Direction: How many lines in the listing below contain the word "woman"? Reply with the number alone.

☆ ☆ ☆ ☆

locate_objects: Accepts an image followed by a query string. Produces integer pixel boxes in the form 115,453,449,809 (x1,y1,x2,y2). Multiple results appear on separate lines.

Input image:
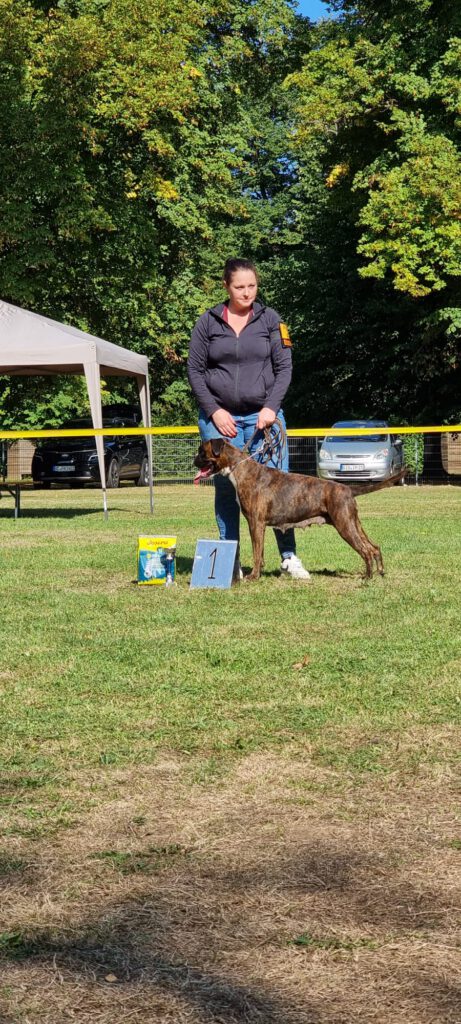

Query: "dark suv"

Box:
32,416,149,487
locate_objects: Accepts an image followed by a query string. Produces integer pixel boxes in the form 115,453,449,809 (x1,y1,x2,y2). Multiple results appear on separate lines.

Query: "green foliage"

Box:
0,0,461,427
0,0,303,422
402,434,424,475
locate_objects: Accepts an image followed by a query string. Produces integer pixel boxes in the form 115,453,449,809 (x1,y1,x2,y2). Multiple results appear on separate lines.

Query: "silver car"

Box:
317,420,404,483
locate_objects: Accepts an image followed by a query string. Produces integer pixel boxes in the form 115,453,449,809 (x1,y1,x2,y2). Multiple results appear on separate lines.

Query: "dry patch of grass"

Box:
0,737,461,1024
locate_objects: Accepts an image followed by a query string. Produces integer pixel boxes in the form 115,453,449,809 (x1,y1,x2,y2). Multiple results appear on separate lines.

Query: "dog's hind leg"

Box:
247,516,265,580
330,508,379,580
357,516,384,575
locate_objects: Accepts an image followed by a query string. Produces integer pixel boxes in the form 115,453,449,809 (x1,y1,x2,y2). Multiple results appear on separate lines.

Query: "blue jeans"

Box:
199,409,296,558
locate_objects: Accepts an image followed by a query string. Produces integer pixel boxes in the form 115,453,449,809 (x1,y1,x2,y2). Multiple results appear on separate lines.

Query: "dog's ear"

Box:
211,437,224,459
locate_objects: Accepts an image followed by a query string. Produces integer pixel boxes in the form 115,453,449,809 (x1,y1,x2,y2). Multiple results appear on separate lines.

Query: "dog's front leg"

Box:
247,516,265,580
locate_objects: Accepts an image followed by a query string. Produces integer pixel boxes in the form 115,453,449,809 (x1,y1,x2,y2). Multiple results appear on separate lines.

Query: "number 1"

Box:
208,548,217,580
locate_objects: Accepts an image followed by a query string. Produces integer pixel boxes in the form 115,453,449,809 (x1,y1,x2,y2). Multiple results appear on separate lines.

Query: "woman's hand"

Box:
211,409,237,437
256,406,277,430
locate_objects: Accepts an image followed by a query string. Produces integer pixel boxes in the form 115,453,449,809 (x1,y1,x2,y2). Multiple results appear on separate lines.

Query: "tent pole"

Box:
83,362,109,519
137,374,154,515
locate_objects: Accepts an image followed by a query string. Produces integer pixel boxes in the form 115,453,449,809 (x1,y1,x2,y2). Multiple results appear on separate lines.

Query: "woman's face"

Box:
224,270,258,313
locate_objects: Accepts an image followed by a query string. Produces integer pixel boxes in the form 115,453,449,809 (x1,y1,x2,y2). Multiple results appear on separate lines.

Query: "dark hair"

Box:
222,257,259,285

☆ ☆ ☆ ☆

Worked answer: 2